All of the records must be set down again word for word.

• [Input for this task]

Start of Block

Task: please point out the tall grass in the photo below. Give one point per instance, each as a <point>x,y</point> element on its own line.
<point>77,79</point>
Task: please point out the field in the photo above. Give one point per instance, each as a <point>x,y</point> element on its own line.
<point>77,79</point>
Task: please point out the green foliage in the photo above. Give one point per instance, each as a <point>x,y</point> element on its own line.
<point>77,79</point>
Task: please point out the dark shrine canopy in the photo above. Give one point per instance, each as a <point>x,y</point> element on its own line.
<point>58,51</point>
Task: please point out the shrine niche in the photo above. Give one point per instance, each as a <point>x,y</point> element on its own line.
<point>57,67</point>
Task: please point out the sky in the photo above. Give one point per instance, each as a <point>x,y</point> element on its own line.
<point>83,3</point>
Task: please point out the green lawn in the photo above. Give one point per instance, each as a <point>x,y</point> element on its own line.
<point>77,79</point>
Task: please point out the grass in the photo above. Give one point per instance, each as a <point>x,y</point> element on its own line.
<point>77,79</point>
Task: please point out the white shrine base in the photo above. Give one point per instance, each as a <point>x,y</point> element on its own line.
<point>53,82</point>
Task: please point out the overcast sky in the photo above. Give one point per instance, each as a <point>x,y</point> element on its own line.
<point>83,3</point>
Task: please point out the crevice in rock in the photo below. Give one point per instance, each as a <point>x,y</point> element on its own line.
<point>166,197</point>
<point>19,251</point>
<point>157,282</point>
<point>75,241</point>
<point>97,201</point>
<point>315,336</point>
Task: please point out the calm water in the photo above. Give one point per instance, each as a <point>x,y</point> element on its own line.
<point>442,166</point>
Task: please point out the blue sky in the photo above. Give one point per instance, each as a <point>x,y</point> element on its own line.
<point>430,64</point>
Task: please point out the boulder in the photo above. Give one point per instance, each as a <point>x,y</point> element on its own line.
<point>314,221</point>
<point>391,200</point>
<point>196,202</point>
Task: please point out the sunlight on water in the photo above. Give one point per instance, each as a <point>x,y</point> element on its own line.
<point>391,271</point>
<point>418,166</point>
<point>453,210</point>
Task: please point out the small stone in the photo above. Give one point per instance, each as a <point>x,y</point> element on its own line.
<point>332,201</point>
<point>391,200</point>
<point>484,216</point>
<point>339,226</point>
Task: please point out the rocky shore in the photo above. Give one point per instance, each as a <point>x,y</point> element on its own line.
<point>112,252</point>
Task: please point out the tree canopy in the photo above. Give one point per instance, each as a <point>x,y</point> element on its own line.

End of Block

• [Result]
Task: please point out the tall grass in the photo below. Give one point per instance, each as a <point>x,y</point> element on its own line.
<point>77,79</point>
Task: please point out the field in the photo above. Give one point per instance, each as a <point>x,y</point> element on its own line.
<point>77,79</point>
Task: please point out the green foliage in the photo above. Give one point per instance, each as a <point>x,y</point> element on its own line.
<point>77,79</point>
Task: please point out the dark shrine canopy in the photo above. Give one point per instance, each as a <point>x,y</point> element on its own line.
<point>58,51</point>
Task: please point out the shrine niche in the photo above. Give one point per instance, each as a <point>x,y</point> element on its own line.
<point>57,67</point>
Task: please point out the sky in the photo above. Give one point per instance, each as a <point>x,y</point> element on its own line.
<point>83,3</point>
Task: please point out the green lawn in the photo above. Give one point per instance, each as a <point>x,y</point> element on its own line.
<point>77,79</point>
Task: please point out the grass in the photo above. Give one point per instance, each as a <point>x,y</point> element on its own line.
<point>77,79</point>
Task: please point out the white shrine base in the photo above. Give one point per instance, each as a <point>x,y</point> element on its own line.
<point>53,82</point>
Task: please point out the overcast sky in the photo above. Give one point per instance, each as a <point>x,y</point> element on its own line.
<point>83,3</point>
Task: please point out the crevice in rock in the photo below. Give one point per instance, each as a <point>x,y</point> element on its own line.
<point>166,197</point>
<point>19,251</point>
<point>157,282</point>
<point>75,241</point>
<point>97,201</point>
<point>315,336</point>
Task: please point out the calm water in the photo above. Give one point per instance, each as a <point>x,y</point> element on its own line.
<point>442,166</point>
Task: please point out the blue sky in the photo above. Give one point per instance, each as a <point>x,y</point> element on its own line.
<point>430,64</point>
Task: please point out the boulder in the photo above. Give one point per instance, each as a <point>x,y</point> element on its own line.
<point>314,221</point>
<point>391,200</point>
<point>196,202</point>
Task: please point out the sunlight on water in the photo above. Give one point per instance, each as a <point>x,y</point> element on its own line.
<point>391,271</point>
<point>418,166</point>
<point>453,210</point>
Task: please point out the small stone in the photo above. Give one point per instance, each as a <point>x,y</point> element on its own line.
<point>332,201</point>
<point>391,200</point>
<point>484,216</point>
<point>339,226</point>
Task: please point out the rocky shore in the photo above. Give one point per instance, each as a <point>x,y</point> element on its own line.
<point>112,252</point>
Task: please point out the tree canopy in the photo above. Give one point per instance, each as a <point>x,y</point> element on its own line.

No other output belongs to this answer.